Tasks to carry out:
a) Write out the stock option plan text between "The purposes of" and "who is a U.K.", inclusive.
b) According to the stock option plan text, on what date does the Plan expire for all purposes?

Page:

<<<<

The purposes of the Plan are to provide employees with added incentives to
continue in the employ of the Company, to encourage proprietary interest in the
Company through the acquisition of its stock and to attract new employees with
outstanding qualifications. Options may be granted under the Plan until July 27,
1997, and the Plan expires for all purposes on July 27, 2007.
 
    The Audit and Compensation Committee of the Company's Board of Directors
(the "Committee"), in its discretion (based on each employee's performance and
expected future contribution to the Company), selects the employees eligible to
participate in the Plan. Under the U.K. Sub-Plan, options may only be granted to
a director or employee of the Company, or any of its subsidiaries, who is a U.K.
resident, and only if the resident devotes at least 25 hours per week, in the
case of a director, or 20 hours per week, in the case of an employee who is not
a director, to his or her duties, subject to certain other limitations.
 
    The Committee, in its discretion, determines the number of options to be
granted to an employee. Under the U.K. Sub-Plan, a U.K. resident may not receive
options for shares under the U.K. Sub-Plan with aggregate exercise prices
(converted to their pound sterling equivalent at the date of grant) exceeding
the greater of B.P.100,000 or four times relevant compensation during the
current or preceding
 
                                       10

year. The exercise price of an option is determined by the Committee at the date
of grant, and may not be less than the fair market value of the underlying
shares as of the date of grant. Only options on shares of Class B Common Stock
can be granted under the Plan and Class B Common Stock can be fully converted
into shares of Class A Common Stock.
 
    An optionee may exercise an option granted prior to October 1992 to the
extent of one-third of the number of shares subject to the option in each of the
fourth, fifth and sixth years of employment after the date of the grant of the
option on a cumulative basis, although the Committee has the discretion to
accelerate the exercise dates of options to a date, in the case of an option
granted under the U.K. Sub-Plan subsequent to July 3, 1991, not earlier than the
third anniversary of the date of grant and, in the case of any other option, not
earlier than six months and one day after the relevant date of grant.
 
    Effective October 1992, the Committee approved a change in vesting for all
subsequent grants, such that an optionee, except those subject to the U.K.
Sub-Plan, may exercise an option to the extent of one-fifth of the number of
shares subject to the option in each of the second, third, fourth, fifth and
sixth years of employment after the date of the grant on a cumulative basis.

>>>>

Given records:
<<<<

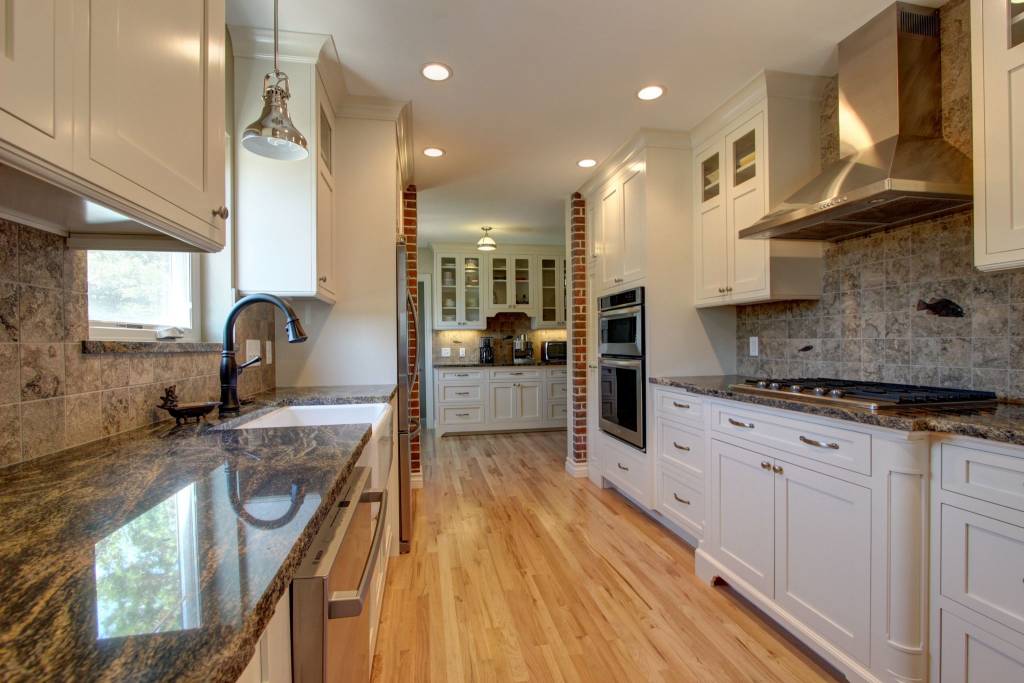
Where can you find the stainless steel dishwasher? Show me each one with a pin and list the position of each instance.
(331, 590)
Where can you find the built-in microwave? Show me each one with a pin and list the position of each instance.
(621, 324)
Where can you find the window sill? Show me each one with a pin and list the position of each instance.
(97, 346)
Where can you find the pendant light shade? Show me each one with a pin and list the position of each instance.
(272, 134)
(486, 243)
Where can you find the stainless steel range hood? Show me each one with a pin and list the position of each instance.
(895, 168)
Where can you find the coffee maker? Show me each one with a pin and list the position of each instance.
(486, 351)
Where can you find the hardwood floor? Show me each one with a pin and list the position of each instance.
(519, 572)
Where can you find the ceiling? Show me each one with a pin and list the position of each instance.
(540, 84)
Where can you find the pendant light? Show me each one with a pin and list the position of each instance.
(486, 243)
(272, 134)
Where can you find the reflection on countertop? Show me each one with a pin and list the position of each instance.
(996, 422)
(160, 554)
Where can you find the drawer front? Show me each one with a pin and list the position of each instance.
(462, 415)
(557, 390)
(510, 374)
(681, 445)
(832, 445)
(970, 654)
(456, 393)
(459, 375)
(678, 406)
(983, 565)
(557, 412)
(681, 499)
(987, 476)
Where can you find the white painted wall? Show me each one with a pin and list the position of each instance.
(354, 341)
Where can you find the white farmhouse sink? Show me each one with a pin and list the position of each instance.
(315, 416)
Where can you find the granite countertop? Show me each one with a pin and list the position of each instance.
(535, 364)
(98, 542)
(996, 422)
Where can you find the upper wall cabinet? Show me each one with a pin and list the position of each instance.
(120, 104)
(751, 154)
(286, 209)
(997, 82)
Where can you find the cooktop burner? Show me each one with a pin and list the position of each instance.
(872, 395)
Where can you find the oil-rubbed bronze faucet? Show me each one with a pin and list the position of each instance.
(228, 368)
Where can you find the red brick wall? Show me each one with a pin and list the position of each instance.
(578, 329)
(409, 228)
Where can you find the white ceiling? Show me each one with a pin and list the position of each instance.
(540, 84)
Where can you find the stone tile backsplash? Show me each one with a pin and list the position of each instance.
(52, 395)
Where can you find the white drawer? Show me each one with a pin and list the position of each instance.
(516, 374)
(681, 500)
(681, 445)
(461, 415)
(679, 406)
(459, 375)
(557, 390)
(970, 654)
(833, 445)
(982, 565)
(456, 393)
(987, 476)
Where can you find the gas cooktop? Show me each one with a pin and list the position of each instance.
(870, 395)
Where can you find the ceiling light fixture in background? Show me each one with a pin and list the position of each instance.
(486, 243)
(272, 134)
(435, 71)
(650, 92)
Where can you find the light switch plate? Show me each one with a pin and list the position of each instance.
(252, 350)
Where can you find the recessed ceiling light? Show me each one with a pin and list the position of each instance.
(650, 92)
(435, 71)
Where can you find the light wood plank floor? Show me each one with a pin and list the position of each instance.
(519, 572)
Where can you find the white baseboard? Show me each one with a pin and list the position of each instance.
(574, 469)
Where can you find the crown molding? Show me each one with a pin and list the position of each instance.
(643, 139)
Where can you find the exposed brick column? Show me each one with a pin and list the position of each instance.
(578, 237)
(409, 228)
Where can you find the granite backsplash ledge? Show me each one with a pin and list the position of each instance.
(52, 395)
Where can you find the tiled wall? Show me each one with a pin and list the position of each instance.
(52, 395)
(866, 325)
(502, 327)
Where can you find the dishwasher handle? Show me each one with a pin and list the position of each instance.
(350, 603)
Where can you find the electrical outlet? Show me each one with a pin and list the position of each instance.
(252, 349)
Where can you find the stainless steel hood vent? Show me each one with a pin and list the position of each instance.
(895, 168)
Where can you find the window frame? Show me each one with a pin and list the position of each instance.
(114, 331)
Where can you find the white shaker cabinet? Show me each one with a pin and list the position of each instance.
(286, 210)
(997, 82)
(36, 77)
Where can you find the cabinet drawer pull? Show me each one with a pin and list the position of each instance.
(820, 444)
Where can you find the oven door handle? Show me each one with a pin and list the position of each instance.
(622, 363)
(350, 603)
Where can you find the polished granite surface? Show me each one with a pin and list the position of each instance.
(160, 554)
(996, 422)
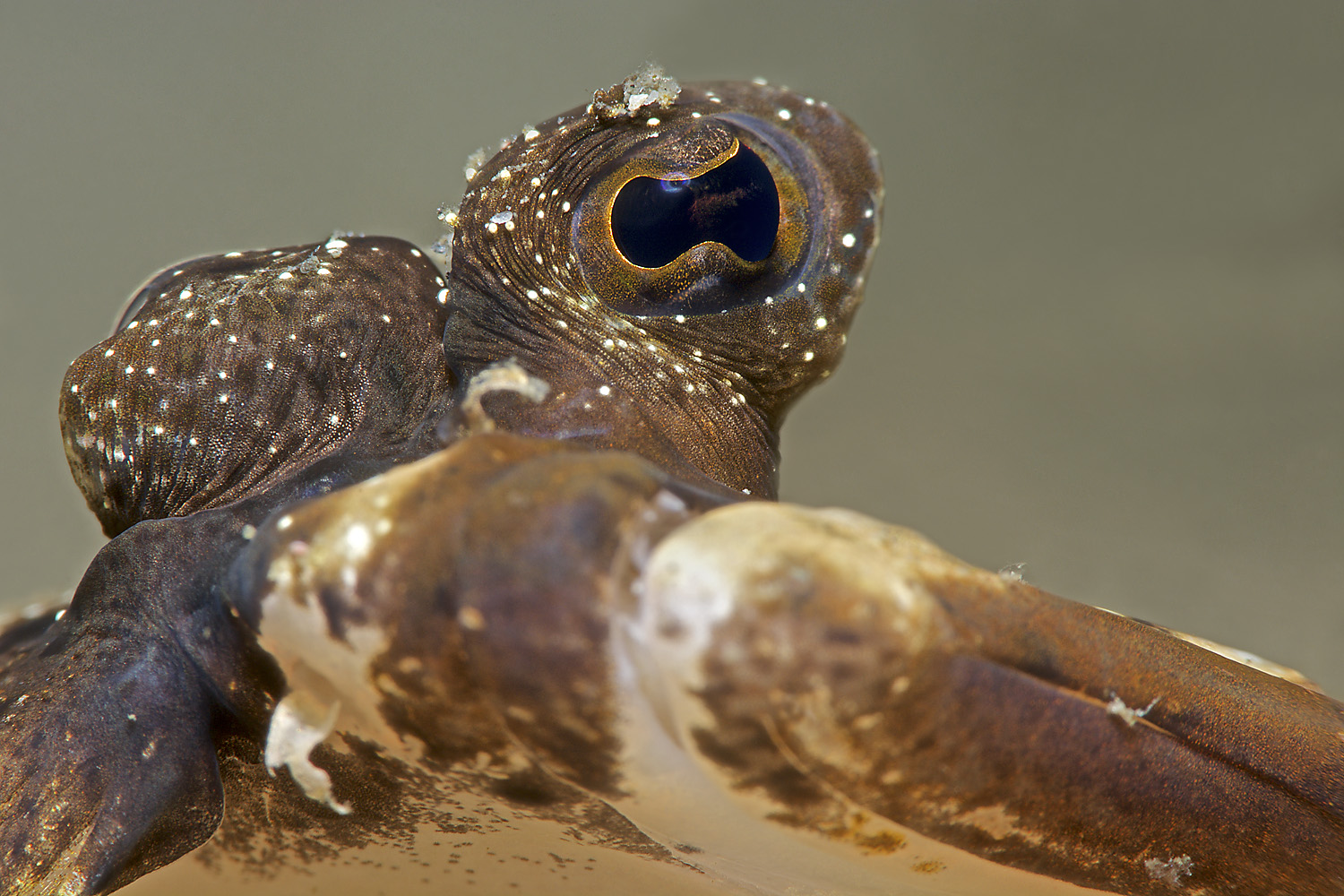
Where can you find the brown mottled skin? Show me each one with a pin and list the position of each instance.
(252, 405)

>>>>

Answers for this exercise:
a)
The purposes of the Plan are to provide employees with added incentives to
continue in the employ of the Company, to encourage proprietary interest in the
Company through the acquisition of its stock and to attract new employees with
outstanding qualifications. Options may be granted under the Plan until July 27,
1997, and the Plan expires for all purposes on July 27, 2007.
 
    The Audit and Compensation Committee of the Company's Board of Directors
(the "Committee"), in its discretion (based on each employee's performance and
expected future contribution to the Company), selects the employees eligible to
participate in the Plan. Under the U.K. Sub-Plan, options may only be granted to
a director or employee of the Company, or any of its subsidiaries, who is a U.K.

b) July 27, 2007